◆ Dataset records:
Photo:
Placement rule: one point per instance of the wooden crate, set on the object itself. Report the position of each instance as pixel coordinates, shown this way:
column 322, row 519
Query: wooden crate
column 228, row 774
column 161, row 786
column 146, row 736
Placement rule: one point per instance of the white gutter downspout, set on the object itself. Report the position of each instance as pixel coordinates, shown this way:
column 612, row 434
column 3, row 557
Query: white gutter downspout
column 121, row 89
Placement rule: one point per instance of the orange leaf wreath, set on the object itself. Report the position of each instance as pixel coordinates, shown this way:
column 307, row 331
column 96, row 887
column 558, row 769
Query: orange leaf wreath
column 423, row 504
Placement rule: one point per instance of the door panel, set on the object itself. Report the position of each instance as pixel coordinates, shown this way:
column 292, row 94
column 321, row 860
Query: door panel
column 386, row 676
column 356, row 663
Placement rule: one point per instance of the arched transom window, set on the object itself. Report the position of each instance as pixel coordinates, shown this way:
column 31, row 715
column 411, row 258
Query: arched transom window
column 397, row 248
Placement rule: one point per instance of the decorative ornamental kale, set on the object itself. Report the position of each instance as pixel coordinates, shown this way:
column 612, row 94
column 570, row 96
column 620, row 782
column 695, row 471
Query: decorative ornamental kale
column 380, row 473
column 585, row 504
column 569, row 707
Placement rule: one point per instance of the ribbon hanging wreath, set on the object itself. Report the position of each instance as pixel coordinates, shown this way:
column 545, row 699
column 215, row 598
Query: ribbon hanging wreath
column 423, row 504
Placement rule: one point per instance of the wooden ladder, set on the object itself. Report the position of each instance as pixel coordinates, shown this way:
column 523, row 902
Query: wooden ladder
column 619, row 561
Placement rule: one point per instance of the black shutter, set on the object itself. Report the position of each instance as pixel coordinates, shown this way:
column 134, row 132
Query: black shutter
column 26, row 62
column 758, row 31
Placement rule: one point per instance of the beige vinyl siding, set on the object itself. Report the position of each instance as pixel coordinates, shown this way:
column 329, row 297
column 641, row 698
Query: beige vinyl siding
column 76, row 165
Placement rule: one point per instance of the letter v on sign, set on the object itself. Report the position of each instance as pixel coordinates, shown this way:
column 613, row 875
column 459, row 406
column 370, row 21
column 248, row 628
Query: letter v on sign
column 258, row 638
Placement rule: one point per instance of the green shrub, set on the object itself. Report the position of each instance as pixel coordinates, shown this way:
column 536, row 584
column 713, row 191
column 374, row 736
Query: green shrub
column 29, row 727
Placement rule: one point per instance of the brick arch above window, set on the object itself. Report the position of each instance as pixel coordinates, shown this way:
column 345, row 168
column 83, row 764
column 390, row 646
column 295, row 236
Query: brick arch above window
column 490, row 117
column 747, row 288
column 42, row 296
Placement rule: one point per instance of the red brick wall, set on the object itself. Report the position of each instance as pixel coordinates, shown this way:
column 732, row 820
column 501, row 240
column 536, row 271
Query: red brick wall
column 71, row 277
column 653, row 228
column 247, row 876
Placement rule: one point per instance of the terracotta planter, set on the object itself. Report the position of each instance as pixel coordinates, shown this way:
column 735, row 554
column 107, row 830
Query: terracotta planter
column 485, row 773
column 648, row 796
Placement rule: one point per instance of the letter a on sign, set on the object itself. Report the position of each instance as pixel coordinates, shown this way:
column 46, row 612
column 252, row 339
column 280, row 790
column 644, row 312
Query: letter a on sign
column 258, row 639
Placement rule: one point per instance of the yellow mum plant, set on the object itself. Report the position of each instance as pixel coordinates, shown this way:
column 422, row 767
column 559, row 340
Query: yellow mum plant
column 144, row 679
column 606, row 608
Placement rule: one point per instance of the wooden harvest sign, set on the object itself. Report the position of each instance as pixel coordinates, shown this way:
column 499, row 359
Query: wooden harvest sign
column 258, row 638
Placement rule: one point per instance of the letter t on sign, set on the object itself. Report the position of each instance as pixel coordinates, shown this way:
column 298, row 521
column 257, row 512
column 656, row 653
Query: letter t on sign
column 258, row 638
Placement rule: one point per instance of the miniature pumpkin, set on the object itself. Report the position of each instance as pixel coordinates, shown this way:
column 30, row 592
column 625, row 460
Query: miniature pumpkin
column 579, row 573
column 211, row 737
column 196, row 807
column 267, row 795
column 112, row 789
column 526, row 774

◆ Work to do: Output these lines as a Markdown table with two columns, Row and Line: number each line in order, put its text beside the number, and omit blank lines. Include every item.

◆ Solution:
| Row | Line |
|---|---|
| 1 | Photo: |
| 2 | Placement rule: one point per instance of the wooden crate, set on the object itself. Report the position of each instance as pixel coordinates, shown this way: |
| 3 | column 322, row 519 |
| 4 | Query: wooden crate |
| 5 | column 228, row 774 |
| 6 | column 161, row 786 |
| 7 | column 146, row 736 |
| 8 | Placement rule: one point per instance of the white gutter downspout, set on the object itself. Report the position of each instance as pixel coordinates, shown this way: |
| 9 | column 612, row 434 |
| 10 | column 3, row 557 |
| 11 | Query: white gutter downspout |
| 12 | column 121, row 89 |
| 13 | Placement rule: one point per instance of the orange leaf wreath, set on the object itself. Report the position of each instance as pixel coordinates, shown this way: |
| 14 | column 307, row 331 |
| 15 | column 96, row 887 |
| 16 | column 558, row 769 |
| 17 | Query: orange leaf wreath |
| 18 | column 423, row 504 |
| 19 | Placement rule: one point per instance of the door panel, set on the object itself. Report the position of each instance as pixel coordinates, shown this way: |
| 20 | column 292, row 94 |
| 21 | column 321, row 860 |
| 22 | Query: door panel |
| 23 | column 386, row 676 |
| 24 | column 356, row 663 |
| 25 | Placement rule: one point per instance of the arched transom window, set on the object itself. Report the position of each instance as pixel coordinates, shown this way: |
| 26 | column 31, row 715 |
| 27 | column 411, row 258 |
| 28 | Query: arched transom window |
| 29 | column 397, row 248 |
| 30 | Placement rule: one point per instance of the decorative ornamental kale, set on the object itself. Report the position of each instance as pixel coordinates, shown this way: |
| 31 | column 612, row 94 |
| 32 | column 570, row 96 |
| 33 | column 620, row 782 |
| 34 | column 695, row 471 |
| 35 | Query: decorative ornamental kale |
| 36 | column 380, row 473 |
| 37 | column 585, row 504 |
| 38 | column 569, row 707 |
| 39 | Placement rule: one point per instance of the ribbon hanging wreath, set on the object itself. Report the position of each instance as pixel coordinates, shown this way: |
| 40 | column 545, row 699 |
| 41 | column 215, row 598 |
| 42 | Query: ribbon hanging wreath |
| 43 | column 423, row 504 |
| 44 | Placement rule: one point per instance of the wooden ladder, set on the object itself. Report the position of each instance as pixel coordinates, shown this way: |
| 45 | column 523, row 902 |
| 46 | Query: wooden ladder |
| 47 | column 619, row 561 |
| 48 | Placement rule: one point per instance of the black shutter, set on the object itself. Report the position of each instance as pixel coordinates, shown this way: |
| 49 | column 134, row 132 |
| 50 | Query: black shutter |
| 51 | column 26, row 62 |
| 52 | column 758, row 31 |
| 53 | Placement rule: one point per instance of the beige vinyl siding, set on the object itself. Report the position of each instance as pixel coordinates, shown this way: |
| 54 | column 329, row 297 |
| 55 | column 641, row 698 |
| 56 | Query: beige vinyl siding |
| 57 | column 76, row 165 |
| 58 | Placement rule: one point per instance of the letter v on sign, set on the object itself. Report the position of each instance as pixel coordinates, shown this way: |
| 59 | column 613, row 875 |
| 60 | column 459, row 406 |
| 61 | column 370, row 21 |
| 62 | column 248, row 628 |
| 63 | Query: letter v on sign |
| 64 | column 258, row 638 |
| 65 | Placement rule: one point per instance of the green shrub, set on the object itself. Report the position of each instance as pixel coordinates, shown this way: |
| 66 | column 536, row 584 |
| 67 | column 713, row 191 |
| 68 | column 374, row 736 |
| 69 | Query: green shrub |
| 70 | column 29, row 727 |
| 71 | Placement rule: one point per instance of the brick arch above window, set on the object itself. Report the position of each instance as pixel coordinates, shown this way: |
| 72 | column 345, row 168 |
| 73 | column 83, row 764 |
| 74 | column 390, row 646 |
| 75 | column 295, row 236 |
| 76 | Query: brick arch above window |
| 77 | column 490, row 117 |
| 78 | column 747, row 288 |
| 79 | column 42, row 296 |
| 80 | Placement rule: one point per instance of the red brick wall, set on the object itself. Report the position of each instance as pixel coordinates, shown this way: |
| 81 | column 732, row 820 |
| 82 | column 501, row 240 |
| 83 | column 536, row 271 |
| 84 | Query: red brick wall |
| 85 | column 71, row 277 |
| 86 | column 653, row 228 |
| 87 | column 247, row 876 |
| 88 | Placement rule: one point per instance of the terracotta planter, set on the object itself. Report the position of each instance as pixel coordinates, shown this way: |
| 89 | column 735, row 554 |
| 90 | column 107, row 830 |
| 91 | Query: terracotta planter |
| 92 | column 485, row 773 |
| 93 | column 648, row 796 |
| 94 | Placement rule: one point per instance of the letter a on sign, set on the object itself. Report the position of each instance as pixel coordinates, shown this way: |
| 95 | column 46, row 612 |
| 96 | column 252, row 339 |
| 97 | column 280, row 790 |
| 98 | column 644, row 312 |
| 99 | Query: letter a on sign |
| 100 | column 258, row 639 |
| 101 | Placement rule: one point per instance of the yellow mum plant, set on the object itself. Report the position of each instance as pixel coordinates, shown this way: |
| 102 | column 422, row 767 |
| 103 | column 559, row 340 |
| 104 | Query: yellow mum plant |
| 105 | column 144, row 679 |
| 106 | column 606, row 608 |
| 107 | Placement rule: one point per instance of the wooden harvest sign, set on the object itself. Report the position of each instance as pixel coordinates, shown this way: |
| 108 | column 499, row 359 |
| 109 | Query: wooden harvest sign |
| 110 | column 258, row 638 |
| 111 | Placement rule: one point per instance of the letter t on sign, set on the object itself. Report the position of each instance as pixel coordinates, shown this way: |
| 112 | column 298, row 521 |
| 113 | column 257, row 512 |
| 114 | column 656, row 653 |
| 115 | Query: letter t on sign |
| 116 | column 258, row 638 |
| 117 | Placement rule: one point per instance of the miniature pumpkin, set on the object itself. Report the position of each instance as pixel coordinates, shown this way: |
| 118 | column 30, row 592 |
| 119 | column 625, row 460 |
| 120 | Query: miniature pumpkin |
| 121 | column 579, row 573 |
| 122 | column 211, row 737 |
| 123 | column 196, row 807 |
| 124 | column 267, row 795 |
| 125 | column 112, row 789 |
| 126 | column 526, row 774 |